◆ **TEXTE À LIRE**:
#####
Face au « piège démographique » à venir qui verra le nombre d’actif par pensionné continuer de se creuser, l’organisation patronale propose l’introduction d’une strate supplémentaire dans la retraite pour le secteur privé, celle d’une capitalisation individuelle obligatoire. Chaque cotisation viendrait financer la future pension de celui qui les verse, contrairement au régime par répartition, où les cotisations actuelles financent les pensions des retraités actuels. Pour cette retraite additionnelle par capitalisation, la CPME défend une augmentation du temps de travail, à raison de trois jours supplémentaires par an, ou d’une heure par semaine.
#####
◆ **DONNÉES ENREGISTRÉES**:
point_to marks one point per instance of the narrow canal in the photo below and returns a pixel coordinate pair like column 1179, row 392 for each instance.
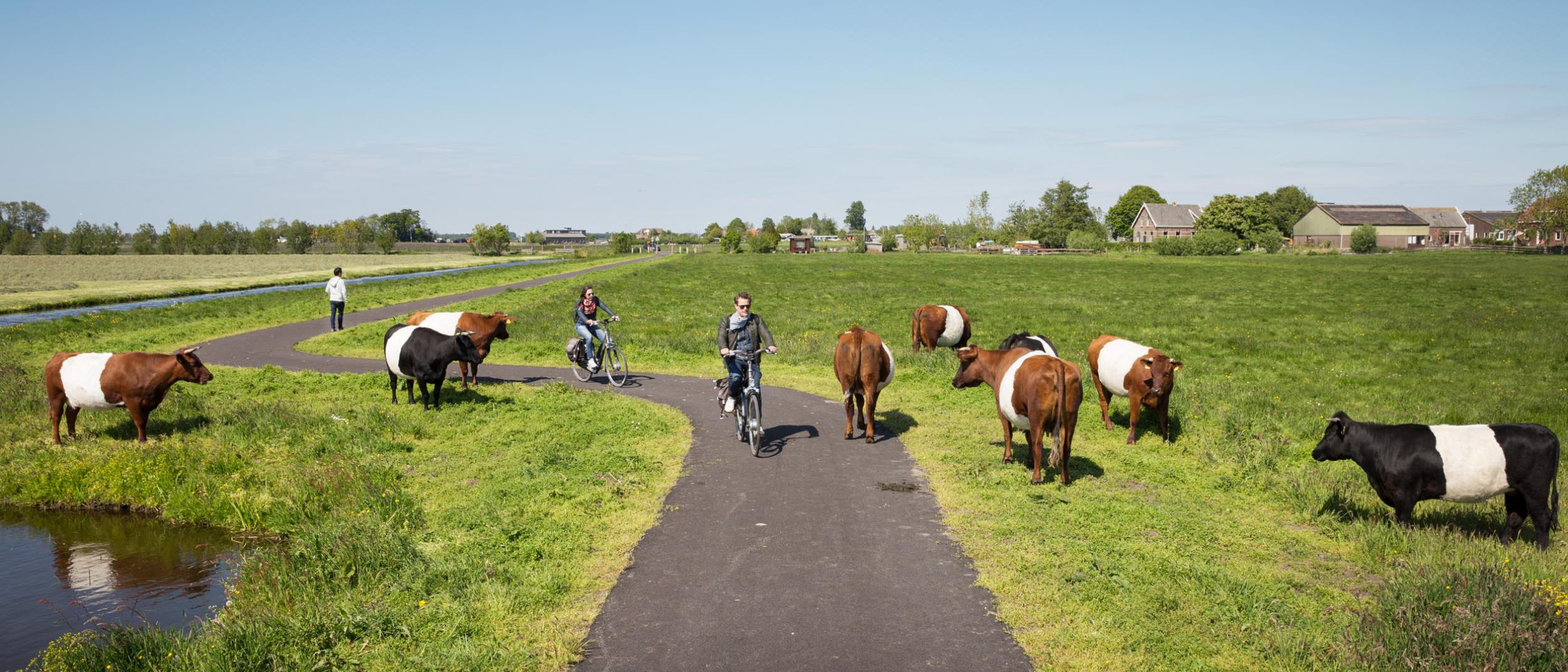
column 70, row 571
#####
◆ **À FAIRE**:
A - D'après le texte à lire, quelle augmentation du temps de travail la CPME défend-elle pour la retraite additionnelle par capitalisation ?
B - Résumez le texte à lire en deux phrases.

◆ **RÉSULTATS DANS L'ORDRE**:
A - Trois jours supplémentaires par an, ou une heure par semaine.

B - Face au « piège démographique » lié au nombre d'actifs par pensionné, l'organisation patronale propose d'ajouter pour le secteur privé une capitalisation individuelle obligatoire, où chaque cotisation financerait la future pension de celui qui la verse. Pour cette retraite additionnelle, la CPME défend une augmentation du temps de travail de trois jours par an ou d'une heure par semaine.